Tarefas obrigatórias ▸
- a) Responda, com base no trecho sobre Água Viva:
(i) O que é mais importante que as coisas e as palavras?
(ii) Onde a palavra é fincada?
(iii) O que o livro não tem, segundo a resposta à pergunta sobre seu começo e fim?
- b) Reproduza sem alterações a parte do trecho sobre Água Viva que vai de "O que te escrevo não" até "não há fim?".

O que te escrevo não tem começo: é uma continuação. Das palavras deste canto, canto que é meu e teu, evola-se um halo que transcende as frases, você sente? minha experiência vem de que eu já consegui pintar o halo das coisas. O halo é mais importante que as coisas e as palavras. O halo é vertiginoso. Finco a palavra no vazio descampado: é uma palavra como fino bloco monolítico que projeta sombra. E é trombeta que anuncia. O halo é o it.
Do livro Água Viva.
É um trecho do livro Água Viva. O livro do início (que não tem) ao fim (que não tem) é essa continuidade da escrita.
Mas o livro não começa, não há fim?
Não, não há nem começo nem fim.
Assim, Clarice "continua" a última frase (que não será a última) do livro com uma frase que dará continuidade eterna ao livro: "O que te escrevo é um "isto". Não vai parar: continua. (...) O que te escrevo continua e estou enfeitiçada".

Dados apresentados ▸
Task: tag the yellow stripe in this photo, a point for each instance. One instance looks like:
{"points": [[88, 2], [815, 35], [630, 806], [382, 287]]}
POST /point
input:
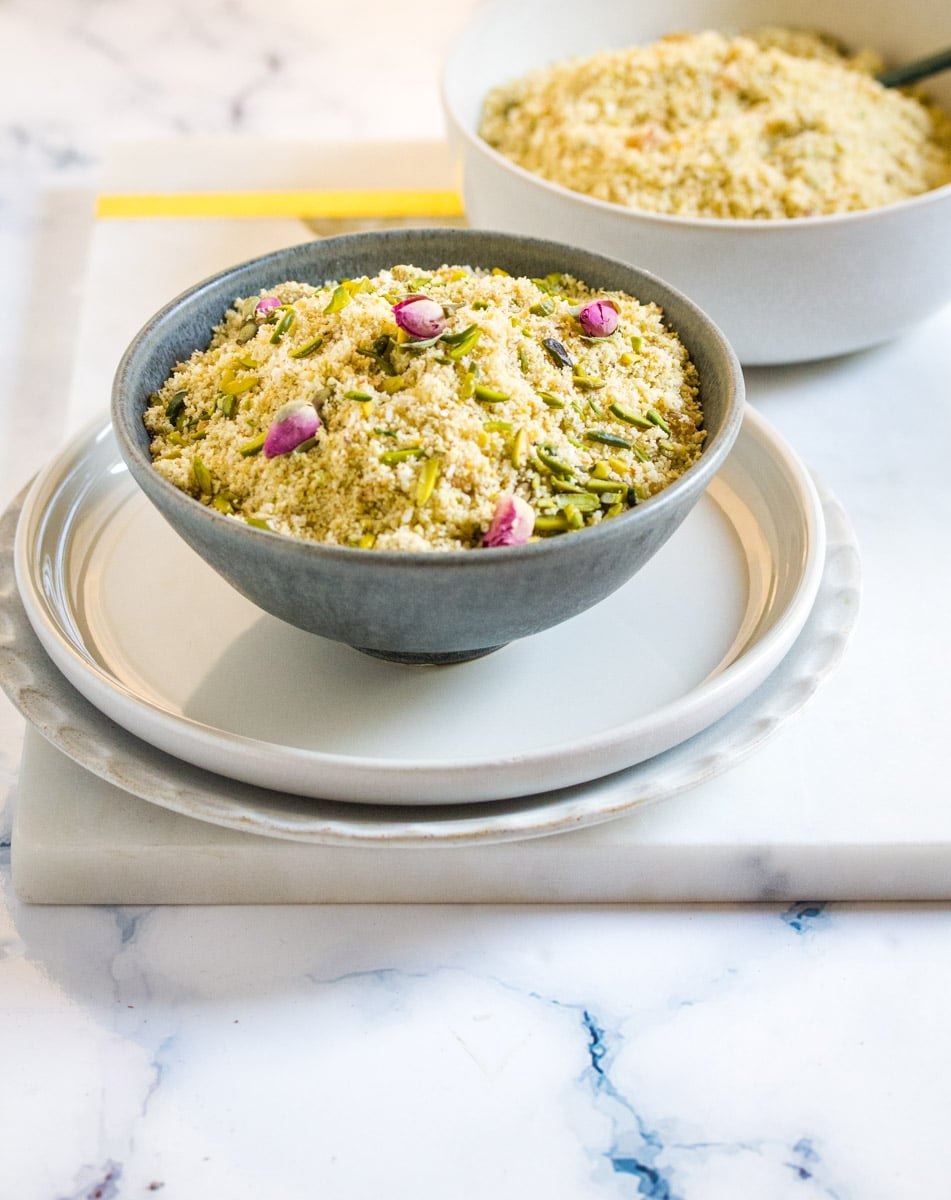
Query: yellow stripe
{"points": [[307, 204]]}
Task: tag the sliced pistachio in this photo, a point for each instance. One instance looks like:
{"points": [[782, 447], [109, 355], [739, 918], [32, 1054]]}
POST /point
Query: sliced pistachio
{"points": [[253, 447], [466, 342], [175, 407], [202, 477], [307, 348], [426, 481], [489, 395], [283, 324], [519, 453], [608, 439], [340, 299], [543, 309], [238, 387], [580, 501]]}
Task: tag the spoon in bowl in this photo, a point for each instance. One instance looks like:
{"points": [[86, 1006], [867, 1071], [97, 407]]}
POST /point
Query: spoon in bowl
{"points": [[898, 77]]}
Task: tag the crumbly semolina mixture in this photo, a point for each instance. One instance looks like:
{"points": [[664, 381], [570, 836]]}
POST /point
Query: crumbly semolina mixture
{"points": [[420, 438], [769, 125]]}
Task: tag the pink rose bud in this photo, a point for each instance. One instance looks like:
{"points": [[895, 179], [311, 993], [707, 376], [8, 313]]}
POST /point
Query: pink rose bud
{"points": [[599, 318], [513, 522], [265, 305], [419, 317], [293, 423]]}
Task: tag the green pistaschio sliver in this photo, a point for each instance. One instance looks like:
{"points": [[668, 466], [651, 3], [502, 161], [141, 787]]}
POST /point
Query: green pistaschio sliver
{"points": [[608, 439]]}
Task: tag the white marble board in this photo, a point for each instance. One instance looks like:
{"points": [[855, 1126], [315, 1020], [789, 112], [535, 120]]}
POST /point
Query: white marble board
{"points": [[849, 799]]}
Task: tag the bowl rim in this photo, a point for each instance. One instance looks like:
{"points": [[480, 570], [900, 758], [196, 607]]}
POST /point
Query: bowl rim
{"points": [[766, 226], [695, 478]]}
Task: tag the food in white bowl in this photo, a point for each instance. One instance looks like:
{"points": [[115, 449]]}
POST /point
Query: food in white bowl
{"points": [[782, 291], [440, 409], [767, 125]]}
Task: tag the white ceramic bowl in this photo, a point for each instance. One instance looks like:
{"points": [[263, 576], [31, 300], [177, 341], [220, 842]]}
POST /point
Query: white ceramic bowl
{"points": [[781, 291]]}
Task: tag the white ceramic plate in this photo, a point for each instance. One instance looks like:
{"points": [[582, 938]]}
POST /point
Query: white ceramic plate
{"points": [[159, 643], [78, 730]]}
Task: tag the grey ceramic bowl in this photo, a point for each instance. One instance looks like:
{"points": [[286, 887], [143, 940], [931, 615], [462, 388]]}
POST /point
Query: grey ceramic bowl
{"points": [[437, 606]]}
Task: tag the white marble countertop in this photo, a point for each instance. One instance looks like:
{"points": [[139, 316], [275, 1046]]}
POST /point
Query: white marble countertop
{"points": [[429, 1051]]}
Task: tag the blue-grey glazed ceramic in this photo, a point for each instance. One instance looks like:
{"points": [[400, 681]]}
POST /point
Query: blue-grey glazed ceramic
{"points": [[437, 606]]}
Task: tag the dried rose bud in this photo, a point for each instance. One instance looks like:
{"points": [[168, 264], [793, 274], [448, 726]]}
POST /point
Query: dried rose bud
{"points": [[267, 305], [420, 317], [513, 522], [293, 423], [598, 318]]}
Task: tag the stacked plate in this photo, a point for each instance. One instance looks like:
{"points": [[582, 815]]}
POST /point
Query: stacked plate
{"points": [[143, 666]]}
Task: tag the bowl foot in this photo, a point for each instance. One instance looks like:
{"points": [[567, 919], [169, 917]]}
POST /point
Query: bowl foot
{"points": [[429, 658]]}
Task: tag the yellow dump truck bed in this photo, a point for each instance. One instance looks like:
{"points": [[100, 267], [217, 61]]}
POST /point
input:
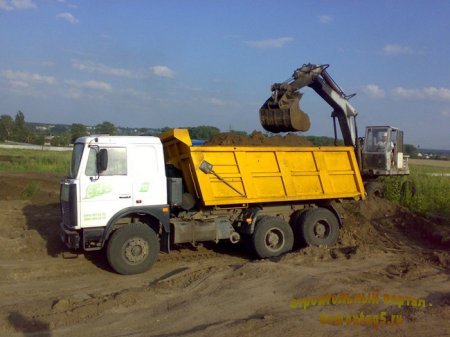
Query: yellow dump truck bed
{"points": [[243, 175]]}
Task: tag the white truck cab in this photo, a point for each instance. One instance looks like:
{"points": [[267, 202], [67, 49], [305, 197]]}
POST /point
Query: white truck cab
{"points": [[111, 178]]}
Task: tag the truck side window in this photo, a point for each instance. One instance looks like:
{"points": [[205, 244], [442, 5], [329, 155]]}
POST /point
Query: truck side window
{"points": [[91, 166], [117, 162]]}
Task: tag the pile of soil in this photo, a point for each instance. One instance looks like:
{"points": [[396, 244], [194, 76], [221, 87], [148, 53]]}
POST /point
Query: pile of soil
{"points": [[257, 138]]}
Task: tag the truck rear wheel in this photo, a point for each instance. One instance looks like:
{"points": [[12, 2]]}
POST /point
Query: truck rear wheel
{"points": [[272, 237], [132, 249], [319, 226]]}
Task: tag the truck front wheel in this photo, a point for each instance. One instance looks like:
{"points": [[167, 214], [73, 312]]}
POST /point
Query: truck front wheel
{"points": [[273, 236], [133, 249], [319, 226]]}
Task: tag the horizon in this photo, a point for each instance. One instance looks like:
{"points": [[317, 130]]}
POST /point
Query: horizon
{"points": [[212, 63]]}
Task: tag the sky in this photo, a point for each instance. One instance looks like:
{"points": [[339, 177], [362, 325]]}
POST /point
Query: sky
{"points": [[180, 63]]}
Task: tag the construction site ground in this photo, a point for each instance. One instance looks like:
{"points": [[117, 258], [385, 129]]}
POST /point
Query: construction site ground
{"points": [[384, 252]]}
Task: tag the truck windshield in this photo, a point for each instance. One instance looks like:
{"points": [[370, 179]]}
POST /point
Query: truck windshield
{"points": [[76, 159]]}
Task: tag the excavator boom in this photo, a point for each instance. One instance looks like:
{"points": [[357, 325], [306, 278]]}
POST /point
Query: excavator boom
{"points": [[282, 113]]}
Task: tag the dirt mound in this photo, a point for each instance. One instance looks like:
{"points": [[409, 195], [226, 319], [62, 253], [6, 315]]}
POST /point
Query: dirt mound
{"points": [[257, 138]]}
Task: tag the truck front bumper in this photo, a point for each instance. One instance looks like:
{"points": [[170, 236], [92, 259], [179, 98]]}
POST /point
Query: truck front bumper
{"points": [[69, 237]]}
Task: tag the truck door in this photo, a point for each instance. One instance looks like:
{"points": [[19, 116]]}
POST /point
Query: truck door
{"points": [[104, 194]]}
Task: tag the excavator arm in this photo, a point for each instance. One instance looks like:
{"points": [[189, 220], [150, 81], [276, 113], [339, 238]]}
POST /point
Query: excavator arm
{"points": [[282, 113]]}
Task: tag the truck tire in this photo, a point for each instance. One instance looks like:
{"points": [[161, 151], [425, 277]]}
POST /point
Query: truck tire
{"points": [[132, 249], [272, 237], [319, 226]]}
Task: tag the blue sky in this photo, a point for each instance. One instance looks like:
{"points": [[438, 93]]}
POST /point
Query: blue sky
{"points": [[186, 63]]}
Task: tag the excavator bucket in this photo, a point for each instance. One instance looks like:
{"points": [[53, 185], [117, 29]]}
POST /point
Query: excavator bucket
{"points": [[282, 113]]}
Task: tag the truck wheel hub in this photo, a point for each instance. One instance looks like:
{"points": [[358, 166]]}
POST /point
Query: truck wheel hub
{"points": [[274, 239], [321, 230], [136, 250]]}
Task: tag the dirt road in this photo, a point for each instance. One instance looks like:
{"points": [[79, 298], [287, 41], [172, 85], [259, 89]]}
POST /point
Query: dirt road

Respostas por tarefa ▸
- a)
(i) O halo.
(ii) No vazio descampado.
(iii) Nem começo nem fim.

- b)
O que te escrevo não tem começo: é uma continuação. Das palavras deste canto, canto que é meu e teu, evola-se um halo que transcende as frases, você sente? minha experiência vem de que eu já consegui pintar o halo das coisas. O halo é mais importante que as coisas e as palavras. O halo é vertiginoso. Finco a palavra no vazio descampado: é uma palavra como fino bloco monolítico que projeta sombra. E é trombeta que anuncia. O halo é o it.
Do livro Água Viva.
É um trecho do livro Água Viva. O livro do início (que não tem) ao fim (que não tem) é essa continuidade da escrita.
Mas o livro não começa, não há fim?